## Text provided
-- Begin --
I tend to lean towards the “git-core” end of the spectrum, particularly for long-lived projects. Finding the place in which a bug occurs is one thing, but it really helps to understand the context in which the bug-producing code was written. Doing a blame/bisect and being able to get inside the author’s head at that moment (which might be younger me’s head!) might prevent me from introducing other bugs!
I also find good commit messages handy with reverts, particularly when we’re trying something new and it doesn’t work. At work we tried to fix an issue around database encodings with some SQLAlchemy casts a few years ago; a week after they were introduced, another developer reverted that change with no explanation in Git. That developer has moved on to another company, and when the encoding issue finally reared its ugly head again, we had to rediscover the reason for the revert in the first place!
This fucks bisect, defeating one of the biggest reasons version control provides value.
Furthermore, there are tools to easily take both approaches simultaneously. Just git merge —squash before you push, and all your work in progress diffs get smushed together into one final diff. And, for example, Phabricator even pulls down the revision (pull request equivalent) description, list of reviewers, tasks, etc, and uses that to create a squash commit of your current branch when you run arc land.
I’m surprised to hear so many people mention bisect. I’ve tried on a number of occasions to use git bisect and svn bisect before that, and I don’t think it actually helped me even once. Usually I run into the following problems:
I love the idea of git bisect but in practice it’s never been worth it for me.
Your second bullet point suggests to me bisect isn’t useful to you in part because you’re not taking good enough care of your history and have broken points in it.
I bisect things several times a month, and it routinely saves me hours when I do. By not keeping history clean as others have talked about, you ensure bisect is useless even for those developers who do find it useful. :(
Right: meaningful commit messages are important but a passing build for each commit is essential. A VCS has pretty limited value without that practice.
It does help that your commits be at clean points but isn’t really necessary - you don’t need to run your entire test suite. I usually will either bisect with a single spec or isolate the issue to a script that I can run against bisect. And as mentioned in other places you can just bisect manually.
-- End --
## Records for the task
-- Begin --
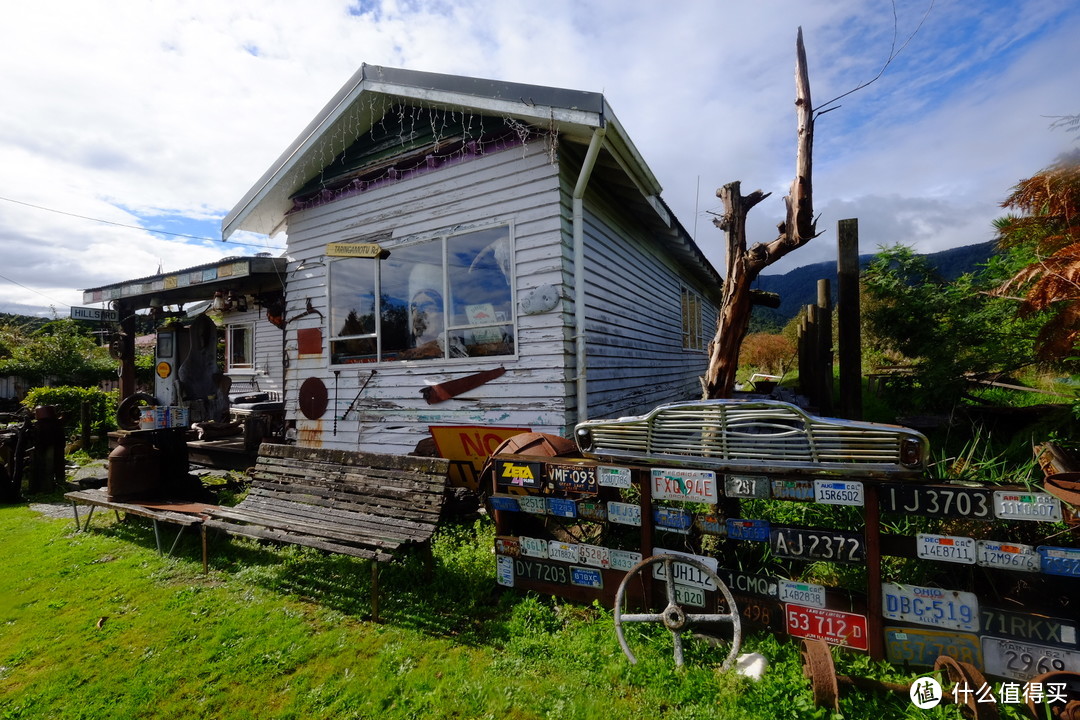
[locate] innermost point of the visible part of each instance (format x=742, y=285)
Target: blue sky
x=161, y=116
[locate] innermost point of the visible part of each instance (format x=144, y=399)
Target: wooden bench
x=367, y=505
x=181, y=513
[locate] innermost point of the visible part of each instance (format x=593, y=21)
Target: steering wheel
x=673, y=616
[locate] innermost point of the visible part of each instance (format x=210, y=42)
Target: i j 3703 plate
x=937, y=501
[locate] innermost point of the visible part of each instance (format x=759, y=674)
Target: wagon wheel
x=818, y=665
x=673, y=616
x=957, y=673
x=1070, y=710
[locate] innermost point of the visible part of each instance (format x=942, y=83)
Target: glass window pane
x=478, y=270
x=413, y=308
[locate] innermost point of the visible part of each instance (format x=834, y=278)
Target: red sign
x=846, y=629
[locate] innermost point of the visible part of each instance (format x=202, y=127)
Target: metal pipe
x=579, y=271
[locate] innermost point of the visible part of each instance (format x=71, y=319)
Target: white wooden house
x=510, y=236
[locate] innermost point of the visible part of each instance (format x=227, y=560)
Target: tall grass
x=98, y=625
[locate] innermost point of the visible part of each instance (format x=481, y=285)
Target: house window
x=435, y=299
x=693, y=328
x=239, y=350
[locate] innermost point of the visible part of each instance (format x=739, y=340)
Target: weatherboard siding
x=634, y=327
x=518, y=187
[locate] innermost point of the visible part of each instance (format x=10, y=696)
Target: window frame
x=444, y=239
x=248, y=329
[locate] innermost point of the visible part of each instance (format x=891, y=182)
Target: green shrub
x=68, y=399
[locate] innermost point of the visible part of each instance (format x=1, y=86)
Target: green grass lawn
x=98, y=625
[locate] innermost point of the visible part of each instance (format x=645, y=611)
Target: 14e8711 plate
x=802, y=544
x=937, y=501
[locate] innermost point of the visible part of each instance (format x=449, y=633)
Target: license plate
x=945, y=548
x=1018, y=505
x=575, y=478
x=535, y=504
x=672, y=518
x=746, y=486
x=595, y=556
x=562, y=552
x=710, y=524
x=518, y=474
x=534, y=547
x=592, y=510
x=805, y=594
x=698, y=486
x=833, y=545
x=684, y=573
x=586, y=578
x=760, y=612
x=504, y=570
x=937, y=501
x=1023, y=661
x=930, y=606
x=743, y=582
x=612, y=477
x=1010, y=556
x=920, y=647
x=798, y=490
x=624, y=514
x=1060, y=560
x=690, y=596
x=838, y=492
x=504, y=503
x=1027, y=626
x=624, y=560
x=562, y=507
x=509, y=546
x=539, y=571
x=740, y=529
x=839, y=628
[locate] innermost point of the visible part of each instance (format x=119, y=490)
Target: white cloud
x=139, y=112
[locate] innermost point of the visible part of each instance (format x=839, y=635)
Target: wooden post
-- End --
## Requirements
1. Reproduce the entire forum thread on commit messages and git bisect, word for word.
2. Transcribe the entries verbatim, everything from the start of the entries down to and including the line containing "x=1070, y=710". Omit the picture.

## Response list
1.
I tend to lean towards the “git-core” end of the spectrum, particularly for long-lived projects. Finding the place in which a bug occurs is one thing, but it really helps to understand the context in which the bug-producing code was written. Doing a blame/bisect and being able to get inside the author’s head at that moment (which might be younger me’s head!) might prevent me from introducing other bugs!
I also find good commit messages handy with reverts, particularly when we’re trying something new and it doesn’t work. At work we tried to fix an issue around database encodings with some SQLAlchemy casts a few years ago; a week after they were introduced, another developer reverted that change with no explanation in Git. That developer has moved on to another company, and when the encoding issue finally reared its ugly head again, we had to rediscover the reason for the revert in the first place!
This fucks bisect, defeating one of the biggest reasons version control provides value.
Furthermore, there are tools to easily take both approaches simultaneously. Just git merge —squash before you push, and all your work in progress diffs get smushed together into one final diff. And, for example, Phabricator even pulls down the revision (pull request equivalent) description, list of reviewers, tasks, etc, and uses that to create a squash commit of your current branch when you run arc land.
I’m surprised to hear so many people mention bisect. I’ve tried on a number of occasions to use git bisect and svn bisect before that, and I don’t think it actually helped me even once. Usually I run into the following problems:
I love the idea of git bisect but in practice it’s never been worth it for me.
Your second bullet point suggests to me bisect isn’t useful to you in part because you’re not taking good enough care of your history and have broken points in it.
I bisect things several times a month, and it routinely saves me hours when I do. By not keeping history clean as others have talked about, you ensure bisect is useless even for those developers who do find it useful. :(
Right: meaningful commit messages are important but a passing build for each commit is essential. A VCS has pretty limited value without that practice.
It does help that your commits be at clean points but isn’t really necessary - you don’t need to run your entire test suite. I usually will either bisect with a single spec or isolate the issue to a script that I can run against bisect. And as mentioned in other places you can just bisect manually.

2.
[locate] innermost point of the visible part of each instance (format x=742, y=285)
Target: blue sky
x=161, y=116
[locate] innermost point of the visible part of each instance (format x=144, y=399)
Target: wooden bench
x=367, y=505
x=181, y=513
[locate] innermost point of the visible part of each instance (format x=593, y=21)
Target: steering wheel
x=673, y=616
[locate] innermost point of the visible part of each instance (format x=210, y=42)
Target: i j 3703 plate
x=937, y=501
[locate] innermost point of the visible part of each instance (format x=759, y=674)
Target: wagon wheel
x=818, y=665
x=673, y=616
x=957, y=673
x=1070, y=710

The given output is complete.